_PROBLEM DETAILS_
Write the next part of the forum thread about a second attempt at bubble hash, picking up right after its last line.

_DOCUMENT_
# 2nd go at bubble hash.



## Herm (Mar 30, 2011)

heres my 2nd attempt at bubble hash.


----------



## 4u2sm0ke (Mar 30, 2011)

:stoned:


----------



## The Hemp Goddess (Mar 30, 2011)

Great looking hash!


----------



## niteshft (Mar 30, 2011)

Blond hash......yummm!


----------



## dman1234 (Mar 30, 2011)

you done good.


----------



## Locked (Mar 30, 2011)

I'd hit that.........


----------



## Herm (Mar 30, 2011)

This was done using subcools method with one minor change.  I have five gallon buckets and I didnt want a ton of ice in the bag so I used a keg tub and put the whole working bucket in an ice bath.


----------



## my my (Mar 30, 2011)

Looks Good!-)


----------



## rotten_socks420 (Mar 30, 2011)

My buddy uses the large 50 gallon ones and he only uses the last two bags none of the other ones he says he doesnt get hardly anything off the other ones so its a waste of his time I guess.... He just made a 3/4 pound slab last time


----------



## coloradodreamn (Apr 26, 2011)

_SUPPLIED MATERIAL_
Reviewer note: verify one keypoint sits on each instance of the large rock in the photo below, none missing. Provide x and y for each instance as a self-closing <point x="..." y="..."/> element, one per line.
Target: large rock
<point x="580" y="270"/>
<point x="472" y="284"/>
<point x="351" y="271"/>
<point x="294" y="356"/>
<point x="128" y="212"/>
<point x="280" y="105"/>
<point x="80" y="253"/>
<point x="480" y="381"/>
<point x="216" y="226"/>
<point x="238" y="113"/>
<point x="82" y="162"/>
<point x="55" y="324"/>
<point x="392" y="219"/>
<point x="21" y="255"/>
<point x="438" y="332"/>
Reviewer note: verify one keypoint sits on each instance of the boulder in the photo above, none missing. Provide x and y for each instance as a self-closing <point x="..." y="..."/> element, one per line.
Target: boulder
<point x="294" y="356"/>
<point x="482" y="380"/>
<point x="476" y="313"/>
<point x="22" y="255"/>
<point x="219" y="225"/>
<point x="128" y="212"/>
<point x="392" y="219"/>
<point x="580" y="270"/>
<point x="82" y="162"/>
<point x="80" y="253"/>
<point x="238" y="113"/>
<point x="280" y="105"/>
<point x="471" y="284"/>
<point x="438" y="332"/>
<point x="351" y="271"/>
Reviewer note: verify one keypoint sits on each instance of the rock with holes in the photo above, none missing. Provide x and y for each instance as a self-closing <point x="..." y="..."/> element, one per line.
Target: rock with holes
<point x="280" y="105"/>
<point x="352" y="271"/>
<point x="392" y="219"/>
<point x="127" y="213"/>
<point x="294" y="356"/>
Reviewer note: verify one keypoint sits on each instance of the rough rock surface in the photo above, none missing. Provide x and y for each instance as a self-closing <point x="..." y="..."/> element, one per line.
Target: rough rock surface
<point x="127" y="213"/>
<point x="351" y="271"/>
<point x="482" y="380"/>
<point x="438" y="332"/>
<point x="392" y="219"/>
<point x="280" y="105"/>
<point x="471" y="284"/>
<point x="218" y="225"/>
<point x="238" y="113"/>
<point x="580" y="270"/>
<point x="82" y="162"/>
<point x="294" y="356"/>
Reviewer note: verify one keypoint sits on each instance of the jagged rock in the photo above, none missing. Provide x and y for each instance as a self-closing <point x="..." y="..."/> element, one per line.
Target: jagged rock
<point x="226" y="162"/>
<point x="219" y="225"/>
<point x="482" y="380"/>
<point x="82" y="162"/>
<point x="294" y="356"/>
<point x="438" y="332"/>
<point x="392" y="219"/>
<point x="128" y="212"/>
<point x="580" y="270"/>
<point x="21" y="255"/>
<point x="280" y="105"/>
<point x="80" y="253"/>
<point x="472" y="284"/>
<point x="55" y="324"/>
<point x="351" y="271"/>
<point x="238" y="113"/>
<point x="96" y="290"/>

_WRITTEN RESPONSE_
with big bags big results are possible. i've always used 5 gallon bags but just recently got a 20 gallon 220 bag.  i also went out and got myslef some screen printing screens from a t-shirt making place.  they are made in any micron you could want.  i got a 90 and 25. cant wait to see what the future holds with these.


----------



## jesuse (Apr 28, 2011)

nice work sir!! how much product did you use to get a  nice return like that? and have you smoked any yet is it as potent as it looks?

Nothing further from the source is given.